The records that follow need to be output exactly as they are.

TASK INPUTS ▸
· · · ·

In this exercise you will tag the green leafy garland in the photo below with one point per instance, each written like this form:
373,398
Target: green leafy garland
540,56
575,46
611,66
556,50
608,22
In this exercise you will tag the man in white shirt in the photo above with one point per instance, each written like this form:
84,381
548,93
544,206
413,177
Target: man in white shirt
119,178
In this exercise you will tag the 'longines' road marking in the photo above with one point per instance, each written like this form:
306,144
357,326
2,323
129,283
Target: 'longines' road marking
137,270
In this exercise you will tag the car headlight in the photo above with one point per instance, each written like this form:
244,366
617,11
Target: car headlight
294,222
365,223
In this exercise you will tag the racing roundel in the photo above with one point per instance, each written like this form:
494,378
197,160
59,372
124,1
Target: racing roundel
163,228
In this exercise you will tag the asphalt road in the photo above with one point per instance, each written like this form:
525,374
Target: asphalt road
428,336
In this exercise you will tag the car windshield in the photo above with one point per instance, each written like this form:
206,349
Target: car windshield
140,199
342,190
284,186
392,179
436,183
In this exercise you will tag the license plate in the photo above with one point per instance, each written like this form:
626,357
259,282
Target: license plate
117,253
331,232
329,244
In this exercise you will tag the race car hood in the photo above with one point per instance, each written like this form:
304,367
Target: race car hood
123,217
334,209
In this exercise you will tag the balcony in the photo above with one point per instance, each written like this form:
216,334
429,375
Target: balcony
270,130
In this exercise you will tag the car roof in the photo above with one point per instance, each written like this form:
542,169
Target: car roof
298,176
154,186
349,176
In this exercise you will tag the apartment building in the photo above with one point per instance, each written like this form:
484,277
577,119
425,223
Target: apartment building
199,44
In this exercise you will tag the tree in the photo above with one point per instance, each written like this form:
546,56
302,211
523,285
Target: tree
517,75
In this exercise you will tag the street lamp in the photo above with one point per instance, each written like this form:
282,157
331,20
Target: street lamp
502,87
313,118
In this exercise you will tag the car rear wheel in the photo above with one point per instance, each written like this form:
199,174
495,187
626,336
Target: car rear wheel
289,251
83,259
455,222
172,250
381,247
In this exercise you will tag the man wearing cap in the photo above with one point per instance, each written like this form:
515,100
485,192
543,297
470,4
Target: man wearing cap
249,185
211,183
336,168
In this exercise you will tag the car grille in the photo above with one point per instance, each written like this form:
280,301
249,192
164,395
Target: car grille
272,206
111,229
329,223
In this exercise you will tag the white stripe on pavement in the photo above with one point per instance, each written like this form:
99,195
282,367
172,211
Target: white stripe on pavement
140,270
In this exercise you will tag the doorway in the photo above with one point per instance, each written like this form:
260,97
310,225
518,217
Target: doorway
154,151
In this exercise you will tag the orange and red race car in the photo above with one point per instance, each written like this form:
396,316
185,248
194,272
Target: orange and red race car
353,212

· · · ·

THE ANSWER ▸
In this exercise you will tag the green leafy garland in the photo below with one point per instance, each written like this form:
373,398
Target: green leafy garland
540,56
575,46
611,66
556,50
608,22
In this exercise you will tag the man in white shirt in the photo above with one point per instance, each written like this form:
84,381
548,93
544,206
413,177
Target: man in white shirt
119,178
In this exercise you will tag the 'longines' road marking in the photo above with one point per instance, each written like this form:
306,144
357,326
2,323
129,283
Target: 'longines' road marking
137,270
In this exercise you will tag the car headlight in the photo above with one point per instance, each written like this form:
244,366
617,11
Target: car headlight
294,222
365,223
In this exercise you will tag the racing roundel in the photo above with one point per instance, each written like this form:
494,378
197,160
59,372
124,1
Target: racing roundel
163,228
In this exercise you will tag the asphalt road in the photo above with one point per instance, each written like this form:
525,374
Target: asphalt road
428,336
In this exercise you will tag the car windshield in the photo above with one point per instance, each written like this form:
206,349
Target: car windshield
140,199
342,190
284,186
392,179
436,183
In this exercise you will tag the license plate in the photo above with one point per instance, each written like this form:
626,357
259,282
Target: license plate
117,253
331,232
329,244
In this exercise you will tag the race car hood in the photo above with one point per instance, each written like this form:
304,367
Target: race car hood
123,217
334,209
In this exercise you will tag the balcony in the photo above with one point per instance, each written like this form:
216,334
429,375
Target: balcony
270,130
In this exercise you will tag the car roof in the photo above with one point per instance, each written like this form:
542,169
Target: car roof
298,176
154,186
349,176
In this exercise you will tag the apartment building in the photo above with one point per instance, each written like this form:
484,277
577,119
425,223
Target: apartment building
199,44
In this exercise you will tag the tree in the photo above with one point per instance, each written like this form:
546,56
302,211
523,285
Target: tree
517,75
In this exercise you will tag the street lamp in the photo above with one point per instance, each written like this form:
282,157
331,20
Target: street lamp
502,87
313,118
In this exercise you will tag the car rear wheel in the photo above with one point per instance, each written like this form:
199,174
495,187
626,336
Target: car rear wheel
289,251
83,259
455,222
172,250
381,247
In this exercise you will tag the man wearing cap in the photo above with one point per instance, each written like this form:
515,100
485,192
543,297
470,4
Target: man wearing cap
249,185
211,183
336,168
In this exercise you will tag the car grille in the photo above with one point per instance, each written like this form:
280,301
249,192
164,395
Target: car grille
272,206
111,229
329,223
In this exercise you will tag the white stripe on pavement in the photo above with one point per instance, each written like this form:
99,195
282,367
172,211
Target: white stripe on pavement
140,270
In this exercise you will tag the doorway in the photo above with one point per instance, each written like this form:
260,97
310,225
518,217
Target: doorway
154,151
In this exercise you will tag the orange and red race car in the photo above with one point per instance, each written like this form:
396,316
185,248
194,272
Target: orange and red race car
353,212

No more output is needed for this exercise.